Задание
Сверьте с текстом о познаваемости объединенного утверждения, приведенные ниже, и на каждое ответьте «да» или «нет», дословно процитировав решающие слова текста. (а) Автор считает нужным согласиться с Ямвлихом в том, что объединенное нельзя объять мнением или разумом. (б) Ум устремляется к объединенному в качестве мыслящего. (в) Искушенный в надлежащей мере разум будет склоняться лишь к одному из двух мнений.

Фрагмент документа
* * * * * * * * *

1. Проблема познаваемости объединенного
Так вот, в том, что ни мнением, ни разумом, ни принадлежащим душе умом, ни мышлением с рассуждением[573]
объять его невозможно, так же как невозможно постигнуть его на наблюдательном посту[574] ума, а также цветом ума[575], при его непосредственном узрении (έπιβολή) вообще и в том, что оно не является познаваемым ни в опоре на нечто определенное, ни в соприкосновении с ним, ни каким-либо иным сходным образом, необходимо согласиться с великим Ямвлихом, придерживающимся такового мнения. Однако ему прежде всего необходимо было бы задать вопрос, будем ли мы говорить, что оно вообще-то познаваемо и его результатом оказывается то умопостигаемое, которое служит предметом мышления, причем объединенного и в единой умопостигаемой простоте предшествующего всем мыслям вообще, или же что оно непознаваемо, поскольку, как он говорит, скреплено неизреченным началом и благом, и что оно производит и порождает ум, соотносясь с ним как само благо и потому будучи вожделенным предметом устремлений этого самого ума, причем не в качестве мыслящего, а в качестве существующего[576]. Ведь когда этот муж, казалось бы, одновременно склоняется и к тому и к другому мнению, он, скорее, заставляет делать это нас самих, пребывающих в нерешительности в отношении соответствующего единого понятия; разум, если он в надлежащей мере искушен, будет испытывать сильное влечение к каждому из этих мнений.

* * * * * * * * *

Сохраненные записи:

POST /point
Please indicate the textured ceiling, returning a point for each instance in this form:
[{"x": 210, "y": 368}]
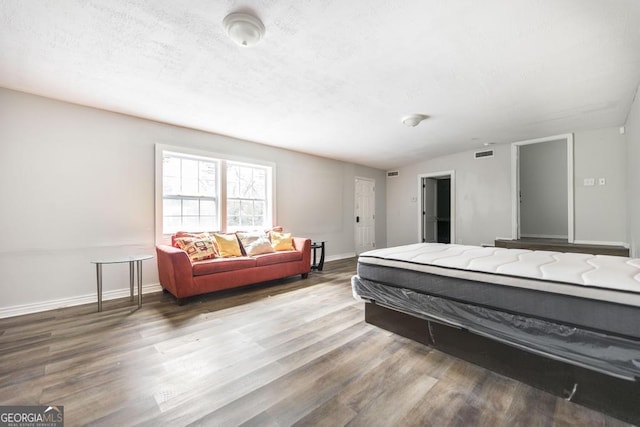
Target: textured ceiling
[{"x": 334, "y": 78}]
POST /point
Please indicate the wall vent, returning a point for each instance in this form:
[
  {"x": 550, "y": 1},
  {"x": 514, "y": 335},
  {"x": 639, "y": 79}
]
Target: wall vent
[{"x": 482, "y": 154}]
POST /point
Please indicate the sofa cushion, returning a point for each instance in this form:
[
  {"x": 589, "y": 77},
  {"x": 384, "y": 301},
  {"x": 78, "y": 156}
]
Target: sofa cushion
[
  {"x": 282, "y": 241},
  {"x": 228, "y": 245},
  {"x": 219, "y": 265},
  {"x": 278, "y": 257},
  {"x": 255, "y": 242}
]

* * * * * * * * *

Результат
(а) Да: «необходимо согласиться с великим Ямвлихом, придерживающимся такового мнения».
(б) Нет: «не в качестве мыслящего, а в качестве существующего».
(в) Нет: «будет испытывать сильное влечение к каждому из этих мнений».